(Dataset entries)
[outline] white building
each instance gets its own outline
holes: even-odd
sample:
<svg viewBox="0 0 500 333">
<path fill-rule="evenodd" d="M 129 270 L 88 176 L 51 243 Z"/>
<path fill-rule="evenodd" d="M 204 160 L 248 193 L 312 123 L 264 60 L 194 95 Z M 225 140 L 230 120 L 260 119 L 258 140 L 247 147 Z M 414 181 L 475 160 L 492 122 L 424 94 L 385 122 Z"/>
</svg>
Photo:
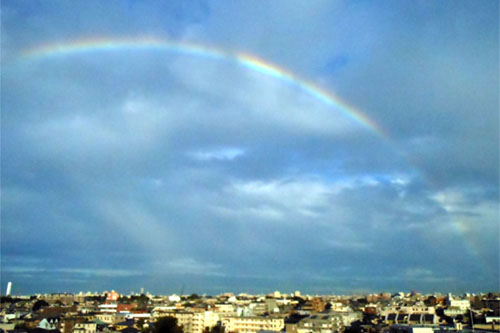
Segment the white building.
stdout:
<svg viewBox="0 0 500 333">
<path fill-rule="evenodd" d="M 113 324 L 125 320 L 125 315 L 105 312 L 96 314 L 95 318 L 107 324 Z"/>
<path fill-rule="evenodd" d="M 75 323 L 73 333 L 96 333 L 97 323 L 89 321 L 83 323 Z"/>
<path fill-rule="evenodd" d="M 342 319 L 338 315 L 317 314 L 299 321 L 297 333 L 333 333 L 342 327 Z"/>
<path fill-rule="evenodd" d="M 450 299 L 448 300 L 448 307 L 467 311 L 470 309 L 470 301 L 468 299 Z"/>
<path fill-rule="evenodd" d="M 390 333 L 434 333 L 434 329 L 432 327 L 392 325 Z"/>
<path fill-rule="evenodd" d="M 151 314 L 150 313 L 127 313 L 125 315 L 126 319 L 145 319 L 149 320 L 151 319 Z"/>
<path fill-rule="evenodd" d="M 55 330 L 59 325 L 59 318 L 43 318 L 38 323 L 38 328 L 42 328 L 44 330 Z"/>
<path fill-rule="evenodd" d="M 154 319 L 174 317 L 184 333 L 202 333 L 205 328 L 217 325 L 219 315 L 213 311 L 156 311 Z"/>
<path fill-rule="evenodd" d="M 116 313 L 118 305 L 116 304 L 100 304 L 99 305 L 99 311 L 100 312 L 107 312 L 107 313 Z"/>
<path fill-rule="evenodd" d="M 235 307 L 233 304 L 215 304 L 215 309 L 220 313 L 234 313 Z"/>
<path fill-rule="evenodd" d="M 256 333 L 258 331 L 281 331 L 285 327 L 285 320 L 281 317 L 238 317 L 226 316 L 221 318 L 226 332 Z"/>
<path fill-rule="evenodd" d="M 173 294 L 171 296 L 168 296 L 168 300 L 170 302 L 180 302 L 181 301 L 181 297 L 177 296 L 176 294 Z"/>
</svg>

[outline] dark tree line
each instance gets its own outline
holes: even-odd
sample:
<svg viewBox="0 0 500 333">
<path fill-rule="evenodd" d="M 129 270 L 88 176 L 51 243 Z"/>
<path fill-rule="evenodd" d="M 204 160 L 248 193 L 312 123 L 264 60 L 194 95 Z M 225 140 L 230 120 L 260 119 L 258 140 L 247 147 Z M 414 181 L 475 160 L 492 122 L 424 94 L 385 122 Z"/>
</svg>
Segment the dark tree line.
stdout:
<svg viewBox="0 0 500 333">
<path fill-rule="evenodd" d="M 144 333 L 183 333 L 182 327 L 177 324 L 177 318 L 161 317 L 150 325 Z"/>
<path fill-rule="evenodd" d="M 217 323 L 216 326 L 209 328 L 206 327 L 203 333 L 224 333 L 224 326 Z M 177 323 L 177 318 L 174 317 L 161 317 L 149 328 L 143 330 L 144 333 L 183 333 L 182 326 Z"/>
</svg>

> _Problem to work on_: Return all entries preceding this task exactly as they stand, leaving any picture out.

> _Solution below_:
[outline] white building
each instance gets its own outline
holes: even-odd
sample:
<svg viewBox="0 0 500 333">
<path fill-rule="evenodd" d="M 129 270 L 88 176 L 51 243 Z"/>
<path fill-rule="evenodd" d="M 204 160 L 248 193 L 312 123 L 264 60 L 194 95 Z M 225 140 L 230 120 L 260 119 L 258 140 L 247 147 Z M 414 181 L 475 160 L 492 122 L 424 94 L 385 122 Z"/>
</svg>
Photo:
Segment the white building.
stdout:
<svg viewBox="0 0 500 333">
<path fill-rule="evenodd" d="M 113 324 L 125 320 L 125 315 L 105 312 L 96 314 L 95 318 L 107 324 Z"/>
<path fill-rule="evenodd" d="M 75 323 L 73 333 L 96 333 L 97 323 L 89 321 L 83 323 Z"/>
<path fill-rule="evenodd" d="M 342 319 L 338 315 L 317 314 L 299 321 L 297 333 L 333 333 L 342 327 Z"/>
<path fill-rule="evenodd" d="M 450 299 L 448 300 L 448 307 L 467 311 L 470 309 L 470 301 L 468 299 Z"/>
<path fill-rule="evenodd" d="M 390 333 L 434 333 L 434 329 L 432 327 L 392 325 Z"/>
<path fill-rule="evenodd" d="M 151 314 L 150 313 L 127 313 L 125 315 L 126 319 L 145 319 L 149 320 L 151 319 Z"/>
<path fill-rule="evenodd" d="M 55 330 L 59 325 L 59 318 L 43 318 L 38 323 L 38 328 L 42 328 L 44 330 Z"/>
<path fill-rule="evenodd" d="M 154 319 L 174 317 L 184 333 L 202 333 L 205 328 L 217 325 L 219 315 L 213 311 L 156 311 Z"/>
<path fill-rule="evenodd" d="M 116 313 L 118 305 L 116 304 L 100 304 L 99 305 L 99 311 L 100 312 L 107 312 L 107 313 Z"/>
<path fill-rule="evenodd" d="M 235 307 L 233 304 L 215 304 L 215 309 L 220 313 L 234 313 Z"/>
<path fill-rule="evenodd" d="M 256 333 L 258 331 L 281 331 L 285 327 L 285 320 L 281 317 L 238 317 L 226 316 L 221 318 L 226 332 Z"/>
<path fill-rule="evenodd" d="M 173 294 L 171 296 L 168 296 L 168 300 L 170 302 L 180 302 L 181 301 L 181 297 L 177 296 L 176 294 Z"/>
</svg>

[outline] dark tree line
each instance gets its own outline
holes: even-odd
sample:
<svg viewBox="0 0 500 333">
<path fill-rule="evenodd" d="M 129 270 L 88 176 L 51 243 Z"/>
<path fill-rule="evenodd" d="M 204 160 L 248 193 L 312 123 L 264 60 L 194 95 Z M 225 140 L 230 120 L 260 119 L 258 140 L 247 147 Z M 414 181 L 475 160 L 492 122 L 424 94 L 385 122 Z"/>
</svg>
Segment the dark tree line.
stdout:
<svg viewBox="0 0 500 333">
<path fill-rule="evenodd" d="M 144 333 L 183 333 L 182 327 L 177 324 L 177 318 L 161 317 L 150 325 Z"/>
<path fill-rule="evenodd" d="M 217 323 L 216 326 L 209 328 L 206 327 L 203 333 L 224 333 L 224 326 Z M 177 323 L 177 318 L 174 317 L 161 317 L 149 328 L 143 330 L 144 333 L 183 333 L 182 326 Z"/>
</svg>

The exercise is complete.